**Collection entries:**
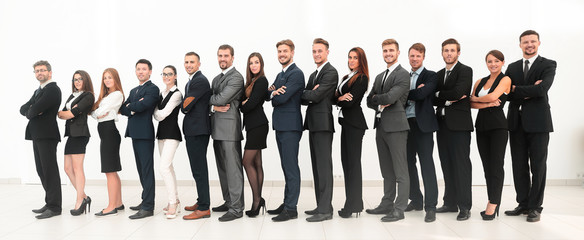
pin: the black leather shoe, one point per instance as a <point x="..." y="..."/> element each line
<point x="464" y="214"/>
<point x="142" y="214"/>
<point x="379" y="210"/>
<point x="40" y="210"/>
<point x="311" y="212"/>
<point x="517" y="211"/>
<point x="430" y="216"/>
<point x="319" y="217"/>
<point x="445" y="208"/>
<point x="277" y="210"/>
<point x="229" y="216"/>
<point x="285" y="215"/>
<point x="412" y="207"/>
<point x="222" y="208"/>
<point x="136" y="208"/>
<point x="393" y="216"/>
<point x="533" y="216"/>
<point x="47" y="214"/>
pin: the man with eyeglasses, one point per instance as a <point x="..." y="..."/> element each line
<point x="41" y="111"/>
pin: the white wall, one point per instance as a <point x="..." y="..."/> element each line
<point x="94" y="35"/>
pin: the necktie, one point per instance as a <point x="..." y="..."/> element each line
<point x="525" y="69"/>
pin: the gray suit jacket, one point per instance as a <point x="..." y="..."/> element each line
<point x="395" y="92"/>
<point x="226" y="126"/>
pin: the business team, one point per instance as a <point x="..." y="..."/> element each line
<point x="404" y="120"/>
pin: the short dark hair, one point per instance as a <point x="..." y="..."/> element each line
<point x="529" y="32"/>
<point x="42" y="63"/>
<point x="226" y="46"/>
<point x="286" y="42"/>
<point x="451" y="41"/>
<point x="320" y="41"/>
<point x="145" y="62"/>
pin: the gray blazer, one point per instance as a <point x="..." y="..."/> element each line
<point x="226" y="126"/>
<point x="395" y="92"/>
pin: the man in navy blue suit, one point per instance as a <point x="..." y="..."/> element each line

**WHAT IS NEEDED:**
Could you repeat the rows from the line containing "pin: the gray blazer, one" through the end of the rows, keeping both ends?

**THE REPLY:**
pin: the gray blazer, one point per instance as a <point x="..." y="..."/> element each line
<point x="226" y="126"/>
<point x="395" y="92"/>
pin: the man in navy blue suit, one point per instance as a <point x="..." y="..."/> element each line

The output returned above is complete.